--- EXERCISE PROMPT ---
Convert the entries below into a JSON list of strings, with one string for each line and any blank lines omitted.

--- START ---

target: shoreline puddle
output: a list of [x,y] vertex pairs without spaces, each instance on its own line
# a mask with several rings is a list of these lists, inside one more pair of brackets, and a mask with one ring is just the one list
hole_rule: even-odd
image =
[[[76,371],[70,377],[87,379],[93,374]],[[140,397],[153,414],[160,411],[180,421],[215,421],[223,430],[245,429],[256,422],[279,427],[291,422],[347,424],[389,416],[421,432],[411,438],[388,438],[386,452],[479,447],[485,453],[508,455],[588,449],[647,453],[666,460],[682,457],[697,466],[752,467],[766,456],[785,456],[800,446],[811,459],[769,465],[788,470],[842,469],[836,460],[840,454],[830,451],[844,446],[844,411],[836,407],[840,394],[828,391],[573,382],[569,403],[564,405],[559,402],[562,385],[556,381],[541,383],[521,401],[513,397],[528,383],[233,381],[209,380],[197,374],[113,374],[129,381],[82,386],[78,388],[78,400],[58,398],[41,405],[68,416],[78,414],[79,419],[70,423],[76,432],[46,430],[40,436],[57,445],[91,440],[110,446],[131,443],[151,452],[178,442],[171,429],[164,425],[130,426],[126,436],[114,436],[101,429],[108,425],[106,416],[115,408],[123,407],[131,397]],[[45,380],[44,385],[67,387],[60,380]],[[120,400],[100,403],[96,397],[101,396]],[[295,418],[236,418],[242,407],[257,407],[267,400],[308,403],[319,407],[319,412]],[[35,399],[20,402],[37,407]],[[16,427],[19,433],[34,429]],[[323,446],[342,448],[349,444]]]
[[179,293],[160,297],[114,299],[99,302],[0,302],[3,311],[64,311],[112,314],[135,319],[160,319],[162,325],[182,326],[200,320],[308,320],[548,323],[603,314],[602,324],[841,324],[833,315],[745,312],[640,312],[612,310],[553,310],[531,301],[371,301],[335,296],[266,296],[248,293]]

--- END ---

--- ANSWER TO THE EXERCISE ---
[
  "target: shoreline puddle",
  "output: a list of [x,y] vertex pairs without spaces, each instance on its own line",
  "# a mask with several rings is a list of these lists, inside one more pair of brackets, and a mask with one ring is just the one list",
  "hole_rule: even-odd",
  "image =",
  "[[[76,371],[70,377],[87,379],[93,374]],[[140,397],[153,414],[160,411],[180,421],[215,421],[223,430],[245,429],[256,422],[279,427],[291,422],[347,424],[389,416],[421,432],[411,438],[388,438],[386,452],[479,447],[485,453],[508,455],[588,449],[647,453],[666,460],[682,457],[697,466],[752,467],[766,456],[785,456],[800,446],[811,459],[769,465],[788,470],[842,469],[836,460],[840,454],[830,451],[844,446],[844,411],[836,407],[840,394],[828,391],[573,382],[569,403],[564,405],[559,402],[562,385],[556,381],[541,383],[521,401],[513,397],[528,383],[233,381],[209,380],[197,374],[113,374],[129,381],[82,386],[78,388],[78,400],[58,398],[41,405],[68,416],[78,414],[79,419],[70,423],[76,432],[46,430],[40,436],[57,445],[91,440],[110,446],[131,443],[151,452],[178,442],[171,429],[164,425],[130,426],[126,436],[114,436],[101,429],[108,425],[106,416],[115,408],[123,407],[131,397]],[[45,380],[44,385],[67,387],[60,380]],[[120,400],[100,403],[96,397],[101,396]],[[295,418],[236,418],[242,407],[257,407],[267,400],[308,403],[319,407],[319,412]],[[35,399],[20,402],[37,407]],[[16,427],[19,433],[34,429]],[[323,446],[342,448],[349,444]]]",
  "[[179,293],[160,297],[114,299],[99,302],[0,302],[3,311],[64,311],[112,314],[135,319],[160,319],[162,325],[182,326],[200,320],[308,320],[548,323],[603,314],[602,324],[841,324],[833,315],[745,312],[640,312],[612,310],[553,310],[531,301],[371,301],[335,296],[266,296],[248,293]]"
]